§ **Opdracht**
Zet de regels hieronder om in een JSON-lijst van strings, één string per regel en zonder lege regels. Laat de afbeeldingen weg uit je antwoord.
::: Gegeven regels
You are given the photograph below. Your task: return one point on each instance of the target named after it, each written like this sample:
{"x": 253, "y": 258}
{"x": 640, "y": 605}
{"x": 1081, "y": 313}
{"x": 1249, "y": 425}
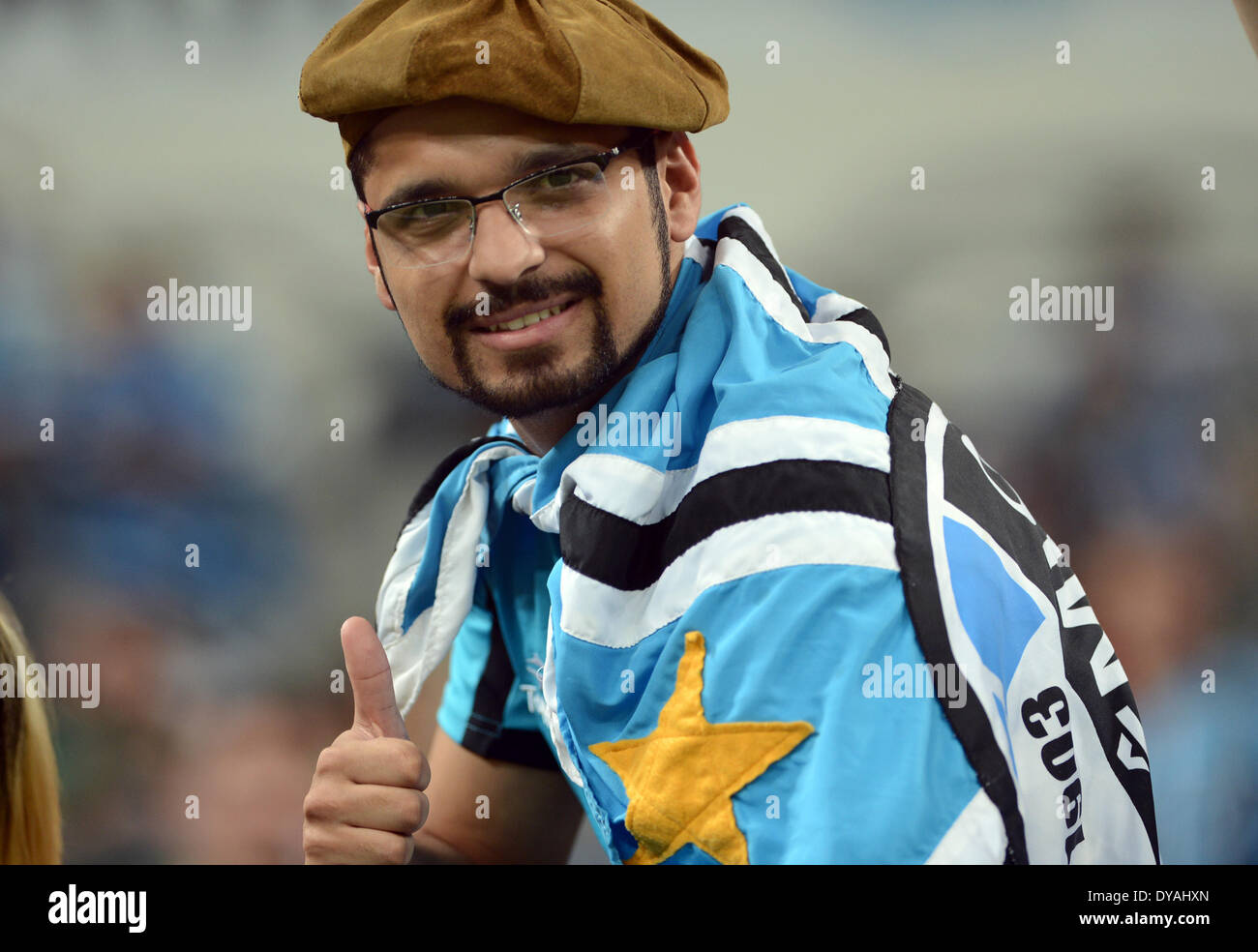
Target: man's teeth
{"x": 537, "y": 315}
::::::
§ **Oplossing**
[
  "You are given the photograph below. Your task: return one point on each instance of the target named after it, each written like this sample:",
  "{\"x\": 253, \"y\": 258}",
  "{\"x\": 640, \"y\": 605}",
  "{\"x\": 1081, \"y\": 313}",
  "{\"x\": 1249, \"y\": 425}",
  "Target: man's teeth",
  "{\"x\": 537, \"y\": 315}"
]